> [Consigne à suivre] Indiquez le nombre de lignes ci-dessous qui contiennent la chaîne « flower », en respectant la casse. Répondez uniquement par ce nombre.

> [Données à traiter]
┌──

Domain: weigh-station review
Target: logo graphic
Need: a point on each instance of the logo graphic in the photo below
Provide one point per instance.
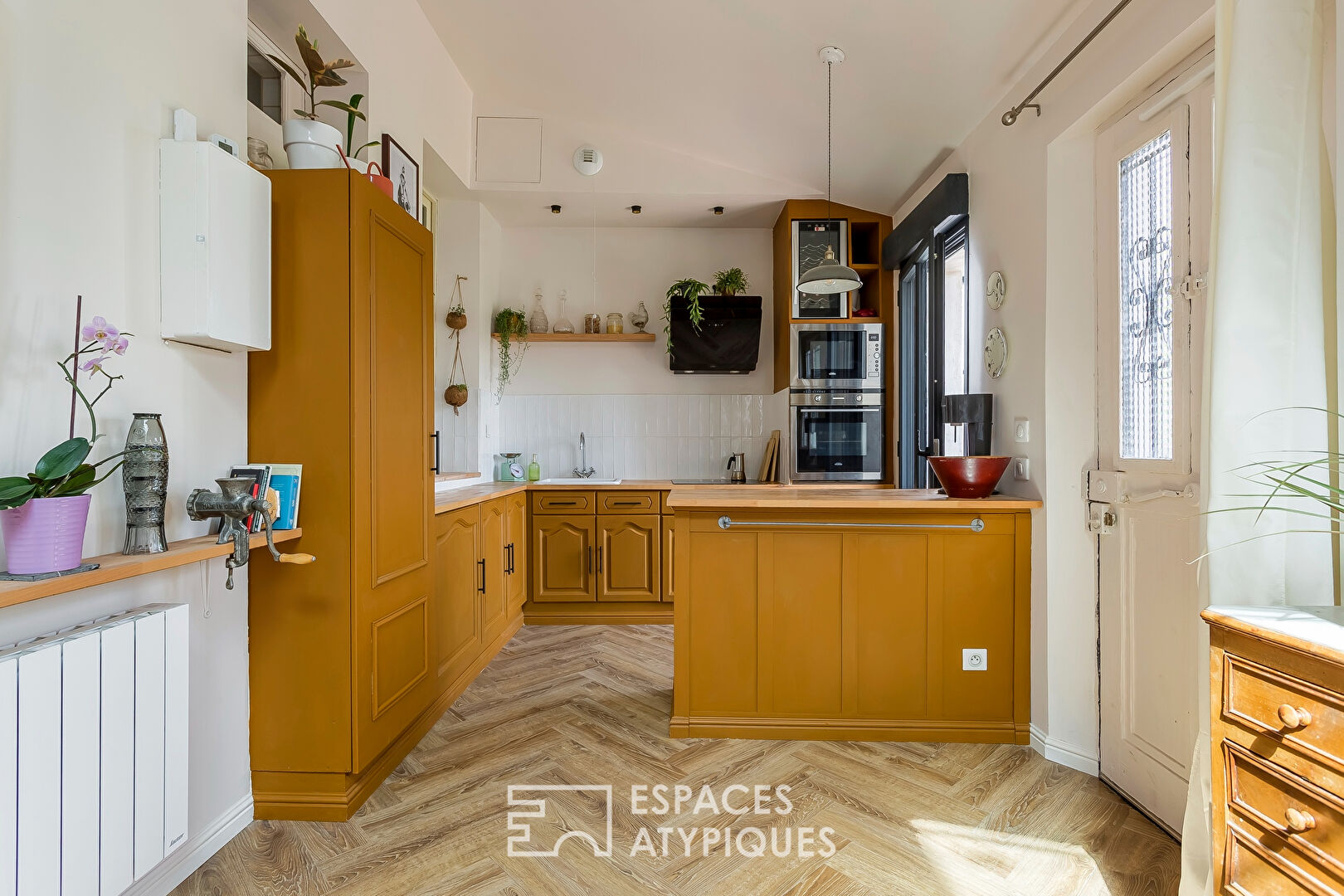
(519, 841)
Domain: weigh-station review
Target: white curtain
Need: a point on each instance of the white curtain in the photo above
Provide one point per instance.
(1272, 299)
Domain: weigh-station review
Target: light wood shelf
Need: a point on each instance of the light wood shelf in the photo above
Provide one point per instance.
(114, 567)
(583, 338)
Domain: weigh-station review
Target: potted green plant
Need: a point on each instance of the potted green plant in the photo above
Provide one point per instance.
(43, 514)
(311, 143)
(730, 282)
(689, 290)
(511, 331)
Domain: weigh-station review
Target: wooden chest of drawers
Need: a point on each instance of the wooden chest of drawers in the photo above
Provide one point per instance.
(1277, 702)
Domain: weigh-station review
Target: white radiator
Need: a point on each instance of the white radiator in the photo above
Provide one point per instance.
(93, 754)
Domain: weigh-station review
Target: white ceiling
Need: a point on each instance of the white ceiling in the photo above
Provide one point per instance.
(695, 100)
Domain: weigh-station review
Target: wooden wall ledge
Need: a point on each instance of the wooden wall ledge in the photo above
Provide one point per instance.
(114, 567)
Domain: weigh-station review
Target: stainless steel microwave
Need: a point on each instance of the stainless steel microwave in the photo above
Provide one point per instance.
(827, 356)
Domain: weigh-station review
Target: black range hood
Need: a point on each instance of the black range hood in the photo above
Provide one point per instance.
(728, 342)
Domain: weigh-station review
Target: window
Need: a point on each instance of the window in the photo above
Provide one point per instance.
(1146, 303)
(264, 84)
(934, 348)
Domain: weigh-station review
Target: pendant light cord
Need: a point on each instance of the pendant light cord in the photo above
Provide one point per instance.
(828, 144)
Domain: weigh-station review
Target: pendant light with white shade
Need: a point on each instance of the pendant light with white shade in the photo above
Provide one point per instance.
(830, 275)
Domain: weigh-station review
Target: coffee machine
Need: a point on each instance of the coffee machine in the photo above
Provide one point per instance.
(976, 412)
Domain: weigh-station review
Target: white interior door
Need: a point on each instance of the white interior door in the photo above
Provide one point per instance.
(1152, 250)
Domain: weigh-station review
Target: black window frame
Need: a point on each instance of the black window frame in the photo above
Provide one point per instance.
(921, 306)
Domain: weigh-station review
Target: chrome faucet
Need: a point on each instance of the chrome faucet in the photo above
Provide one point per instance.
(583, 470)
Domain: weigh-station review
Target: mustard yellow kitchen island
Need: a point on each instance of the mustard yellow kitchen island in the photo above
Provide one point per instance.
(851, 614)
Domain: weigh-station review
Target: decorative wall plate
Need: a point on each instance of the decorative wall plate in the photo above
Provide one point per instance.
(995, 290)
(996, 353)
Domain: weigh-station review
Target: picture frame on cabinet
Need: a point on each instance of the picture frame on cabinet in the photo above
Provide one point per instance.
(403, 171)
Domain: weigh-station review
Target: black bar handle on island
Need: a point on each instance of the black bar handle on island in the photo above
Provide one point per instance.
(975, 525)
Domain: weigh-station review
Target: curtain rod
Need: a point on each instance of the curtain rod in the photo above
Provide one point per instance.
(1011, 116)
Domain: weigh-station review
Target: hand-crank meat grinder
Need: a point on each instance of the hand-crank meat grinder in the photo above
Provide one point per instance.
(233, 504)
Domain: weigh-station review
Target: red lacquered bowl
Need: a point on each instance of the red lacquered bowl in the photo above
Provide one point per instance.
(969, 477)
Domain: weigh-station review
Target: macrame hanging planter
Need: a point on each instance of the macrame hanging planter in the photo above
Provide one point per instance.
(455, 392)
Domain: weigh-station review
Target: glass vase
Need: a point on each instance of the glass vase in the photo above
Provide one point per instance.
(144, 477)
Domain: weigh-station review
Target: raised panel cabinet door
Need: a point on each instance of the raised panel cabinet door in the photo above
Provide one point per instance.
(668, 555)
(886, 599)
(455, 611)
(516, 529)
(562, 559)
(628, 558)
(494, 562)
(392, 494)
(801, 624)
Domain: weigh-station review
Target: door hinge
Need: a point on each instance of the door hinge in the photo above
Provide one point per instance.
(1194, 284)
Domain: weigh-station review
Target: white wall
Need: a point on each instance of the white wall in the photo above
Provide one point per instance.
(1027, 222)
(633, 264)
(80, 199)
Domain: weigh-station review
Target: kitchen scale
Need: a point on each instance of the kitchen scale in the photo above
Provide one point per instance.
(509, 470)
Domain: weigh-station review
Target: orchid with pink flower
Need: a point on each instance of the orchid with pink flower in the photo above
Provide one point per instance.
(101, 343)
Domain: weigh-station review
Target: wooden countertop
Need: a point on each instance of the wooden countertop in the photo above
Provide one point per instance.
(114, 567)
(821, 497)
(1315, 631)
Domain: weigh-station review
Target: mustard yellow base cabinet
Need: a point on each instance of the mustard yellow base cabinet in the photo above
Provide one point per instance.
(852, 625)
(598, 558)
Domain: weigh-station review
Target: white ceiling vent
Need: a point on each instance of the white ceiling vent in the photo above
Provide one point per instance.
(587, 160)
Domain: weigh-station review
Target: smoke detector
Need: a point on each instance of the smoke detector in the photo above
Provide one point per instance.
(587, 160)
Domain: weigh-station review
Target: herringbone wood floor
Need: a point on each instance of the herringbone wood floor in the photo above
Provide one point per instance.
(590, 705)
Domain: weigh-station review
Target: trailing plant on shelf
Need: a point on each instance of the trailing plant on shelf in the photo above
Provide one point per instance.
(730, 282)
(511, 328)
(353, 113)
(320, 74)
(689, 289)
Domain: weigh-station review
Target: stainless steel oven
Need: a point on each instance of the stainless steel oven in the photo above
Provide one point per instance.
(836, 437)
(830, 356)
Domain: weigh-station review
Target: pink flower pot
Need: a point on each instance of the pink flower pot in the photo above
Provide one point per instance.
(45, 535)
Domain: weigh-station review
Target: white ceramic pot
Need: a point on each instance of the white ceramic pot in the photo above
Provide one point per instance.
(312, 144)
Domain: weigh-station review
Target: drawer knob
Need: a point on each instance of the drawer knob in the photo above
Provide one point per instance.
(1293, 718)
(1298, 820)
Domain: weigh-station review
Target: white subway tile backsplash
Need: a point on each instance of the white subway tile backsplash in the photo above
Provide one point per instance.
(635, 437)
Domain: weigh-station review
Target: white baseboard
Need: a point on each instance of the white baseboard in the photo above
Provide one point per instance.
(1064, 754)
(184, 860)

└──

> [Résultat obtenu] 4